- _The problem_:
Restate each line of the listing exactly, without carrying over any pictures.
+++ Source data +++
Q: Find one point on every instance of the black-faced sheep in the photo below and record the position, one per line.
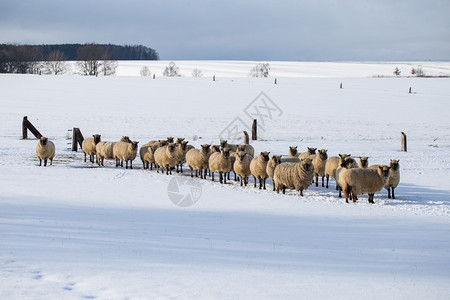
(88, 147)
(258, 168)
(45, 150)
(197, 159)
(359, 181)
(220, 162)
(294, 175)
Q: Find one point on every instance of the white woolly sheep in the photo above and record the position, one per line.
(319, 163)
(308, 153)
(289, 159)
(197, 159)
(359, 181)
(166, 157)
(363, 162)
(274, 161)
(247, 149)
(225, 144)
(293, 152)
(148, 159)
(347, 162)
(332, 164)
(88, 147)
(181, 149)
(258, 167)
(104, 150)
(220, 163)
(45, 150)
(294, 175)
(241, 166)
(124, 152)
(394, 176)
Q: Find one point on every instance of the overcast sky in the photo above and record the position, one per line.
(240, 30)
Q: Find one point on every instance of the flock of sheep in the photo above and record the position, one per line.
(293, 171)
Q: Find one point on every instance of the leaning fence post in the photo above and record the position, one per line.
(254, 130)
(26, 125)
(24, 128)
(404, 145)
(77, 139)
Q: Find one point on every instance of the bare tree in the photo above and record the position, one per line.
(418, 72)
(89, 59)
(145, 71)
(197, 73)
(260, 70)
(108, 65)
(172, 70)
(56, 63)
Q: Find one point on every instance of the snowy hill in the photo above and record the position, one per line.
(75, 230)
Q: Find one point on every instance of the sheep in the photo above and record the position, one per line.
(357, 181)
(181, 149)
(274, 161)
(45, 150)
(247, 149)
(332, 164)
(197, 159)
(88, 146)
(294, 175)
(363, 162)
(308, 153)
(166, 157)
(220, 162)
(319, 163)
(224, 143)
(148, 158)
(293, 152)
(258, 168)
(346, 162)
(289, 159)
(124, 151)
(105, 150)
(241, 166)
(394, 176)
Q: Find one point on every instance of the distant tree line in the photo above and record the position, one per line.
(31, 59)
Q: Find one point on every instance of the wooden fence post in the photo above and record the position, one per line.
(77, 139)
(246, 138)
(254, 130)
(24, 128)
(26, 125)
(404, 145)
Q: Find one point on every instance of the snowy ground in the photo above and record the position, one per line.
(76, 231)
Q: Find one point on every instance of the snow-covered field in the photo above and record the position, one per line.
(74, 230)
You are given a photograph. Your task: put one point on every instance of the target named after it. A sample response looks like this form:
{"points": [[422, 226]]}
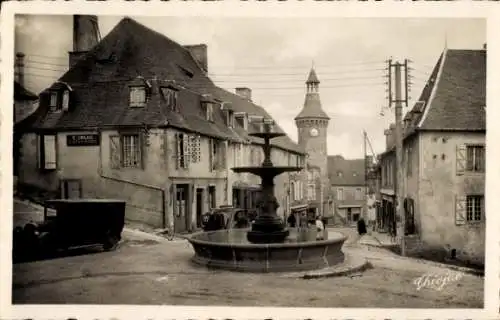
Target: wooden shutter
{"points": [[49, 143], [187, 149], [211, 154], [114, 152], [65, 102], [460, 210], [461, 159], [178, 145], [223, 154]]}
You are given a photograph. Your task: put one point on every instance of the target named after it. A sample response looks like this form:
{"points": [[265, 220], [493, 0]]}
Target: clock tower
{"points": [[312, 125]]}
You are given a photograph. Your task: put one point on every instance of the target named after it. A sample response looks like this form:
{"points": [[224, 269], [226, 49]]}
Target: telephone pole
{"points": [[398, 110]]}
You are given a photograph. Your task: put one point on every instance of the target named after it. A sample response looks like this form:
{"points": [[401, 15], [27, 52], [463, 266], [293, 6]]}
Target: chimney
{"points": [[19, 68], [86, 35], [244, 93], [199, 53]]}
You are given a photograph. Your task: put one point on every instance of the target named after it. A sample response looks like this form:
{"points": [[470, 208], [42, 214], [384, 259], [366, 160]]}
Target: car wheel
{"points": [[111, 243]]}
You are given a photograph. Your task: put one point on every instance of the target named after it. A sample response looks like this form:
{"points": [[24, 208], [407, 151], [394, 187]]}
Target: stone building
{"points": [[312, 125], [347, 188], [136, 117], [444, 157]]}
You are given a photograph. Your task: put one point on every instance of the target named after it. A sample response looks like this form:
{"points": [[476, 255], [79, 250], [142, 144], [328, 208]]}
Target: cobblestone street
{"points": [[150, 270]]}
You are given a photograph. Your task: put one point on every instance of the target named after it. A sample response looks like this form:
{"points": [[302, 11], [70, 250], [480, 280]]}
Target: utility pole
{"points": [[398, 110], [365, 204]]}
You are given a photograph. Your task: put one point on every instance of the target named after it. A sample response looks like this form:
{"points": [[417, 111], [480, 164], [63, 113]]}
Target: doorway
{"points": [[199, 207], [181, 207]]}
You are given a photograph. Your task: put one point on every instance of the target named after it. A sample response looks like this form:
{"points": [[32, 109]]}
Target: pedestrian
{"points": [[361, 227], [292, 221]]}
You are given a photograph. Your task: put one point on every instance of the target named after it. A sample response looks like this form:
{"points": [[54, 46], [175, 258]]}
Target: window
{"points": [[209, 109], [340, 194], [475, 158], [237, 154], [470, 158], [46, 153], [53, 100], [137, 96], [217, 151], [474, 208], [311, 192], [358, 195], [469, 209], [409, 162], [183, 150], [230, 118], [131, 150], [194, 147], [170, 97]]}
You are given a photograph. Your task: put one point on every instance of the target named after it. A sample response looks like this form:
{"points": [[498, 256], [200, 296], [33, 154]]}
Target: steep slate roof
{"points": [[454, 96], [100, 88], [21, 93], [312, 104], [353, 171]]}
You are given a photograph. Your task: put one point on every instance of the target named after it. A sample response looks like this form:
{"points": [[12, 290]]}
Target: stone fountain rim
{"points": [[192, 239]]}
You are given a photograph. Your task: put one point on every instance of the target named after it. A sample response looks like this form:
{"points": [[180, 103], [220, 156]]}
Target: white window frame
+++
- _Output_:
Q: Find one point on every instance of the black-faced sheep in the photo below and record the position, one per line.
(88, 147)
(258, 168)
(45, 150)
(197, 159)
(359, 181)
(220, 162)
(294, 175)
Q: Find one point on every instance of the white woolly sheep in the photo above and record the position, one per line.
(319, 163)
(308, 153)
(289, 159)
(197, 159)
(359, 181)
(166, 157)
(363, 162)
(274, 161)
(247, 149)
(225, 144)
(293, 152)
(148, 159)
(347, 162)
(332, 164)
(88, 147)
(181, 149)
(258, 167)
(104, 150)
(220, 163)
(45, 150)
(294, 175)
(241, 166)
(124, 152)
(394, 176)
Q: Find one point on every instance of the overcast sky in the photo above and record the position, one per line.
(240, 30)
Q: Find one point on every instance of the flock of sheep in the photo above and record the position, one per line.
(293, 171)
Q: Find one point on every instance of the leaning fence post in the photo above and record the position, one per line.
(254, 130)
(26, 125)
(24, 128)
(404, 145)
(77, 139)
Q: Find one point on every instance of the bare tree in the photo above and record the position, one per line.
(418, 72)
(89, 59)
(145, 71)
(197, 73)
(260, 70)
(108, 65)
(172, 70)
(56, 63)
Q: Find one point on every instance of the snowy hill in the photo above and record the position, one per line.
(75, 230)
Q: Find one point on every instance of the sheep in the photo above and record the position, one per line.
(357, 181)
(181, 149)
(274, 161)
(45, 150)
(247, 149)
(332, 164)
(197, 159)
(88, 146)
(294, 175)
(363, 162)
(308, 153)
(166, 157)
(220, 162)
(319, 163)
(224, 143)
(148, 158)
(293, 152)
(258, 168)
(346, 162)
(289, 159)
(124, 151)
(105, 150)
(241, 166)
(394, 176)
Q: Find one point on every instance of the distant tree line in the photo above and record the position, one per line.
(31, 59)
Q: Find one point on every instance of the wooden fence post in the photo above and record the position, one per line.
(77, 139)
(246, 138)
(254, 130)
(24, 128)
(26, 125)
(404, 145)
Q: Find one point on every instance of the snowy ground in the photo above and record the position, one per line.
(76, 231)
Q: Find one point on every instance of the snow-covered field in the photo above and record the position, one per line.
(74, 230)
You are given a photograph. Your task: put one point on every instance of the target named after it. A sample response looks like this form:
{"points": [[422, 226]]}
Target: wooden shutter
{"points": [[49, 143], [187, 149], [211, 154], [114, 152], [65, 102], [460, 210], [461, 159], [178, 145], [223, 154]]}
You are given a photograph. Your task: put one point on every instance of the target named after it. A sample response looks like this form:
{"points": [[265, 220], [493, 0]]}
Target: clock tower
{"points": [[312, 125]]}
You are given a photograph. Your task: put one point on every instance of the target named after it. A sample response looks like this form:
{"points": [[224, 269], [226, 49]]}
Target: telephone pole
{"points": [[398, 110]]}
You are given a photograph. Your task: put one point on every instance of the target named after it. A sample response looks like this form:
{"points": [[401, 15], [27, 52], [463, 266], [293, 6]]}
Target: chimney
{"points": [[19, 68], [86, 35], [244, 93], [199, 53]]}
You are given a photograph. Your task: put one point on every instance of the target named after it. A sample response looks like this form:
{"points": [[470, 208], [42, 214], [384, 259], [366, 160]]}
Target: car wheel
{"points": [[111, 243]]}
You are given a photograph. Your task: put one point on every instance of the target named after it. A sample response looks like this form:
{"points": [[24, 208], [407, 151], [394, 187]]}
Target: stone building
{"points": [[312, 125], [347, 188], [136, 117], [444, 157]]}
You are given a photograph. Your task: put one point on every instance of the target named after it. A sample response looks like this form:
{"points": [[476, 255], [79, 250], [142, 144], [328, 208]]}
Target: cobblestone street
{"points": [[150, 270]]}
You are given a photograph. Your task: put one point on every instance of the target named after it. A sample response looks like this form:
{"points": [[302, 11], [70, 250], [480, 280]]}
Target: utility pole
{"points": [[398, 110], [365, 204]]}
You are given a photograph. Your task: put one point on every instance of the target named after it. A sample response looks like this form:
{"points": [[417, 111], [480, 164], [63, 113]]}
Target: doorway
{"points": [[199, 207], [181, 207]]}
You are given a photograph. Your task: put one point on every instance of the target named after it. A sample response looks like this form:
{"points": [[32, 109]]}
Target: pedestrian
{"points": [[361, 227], [292, 221]]}
You are given a photograph. Your task: put one point on every instance of the target named after it. A sample response looks like this form:
{"points": [[54, 46], [175, 258]]}
Target: window
{"points": [[209, 109], [340, 194], [475, 158], [237, 154], [470, 158], [46, 153], [53, 100], [137, 96], [217, 151], [474, 208], [311, 192], [358, 195], [469, 209], [409, 162], [183, 150], [230, 118], [131, 150], [194, 147], [170, 97]]}
You are given a photograph. Your task: put one point on every instance of the target named after it. A sample response looks like this form:
{"points": [[498, 256], [200, 296], [33, 154]]}
Target: steep slate roof
{"points": [[454, 96], [100, 88], [21, 93], [312, 104], [353, 171]]}
You are given a photograph. Your task: put one point on every instance of the target named after it. A sample response looks like this form:
{"points": [[12, 290]]}
Target: stone fountain rim
{"points": [[192, 239]]}
You are given a photograph. Your task: put one point on every instance of the target named after it. A sample response looks like this form:
{"points": [[180, 103], [220, 156]]}
Target: white window frame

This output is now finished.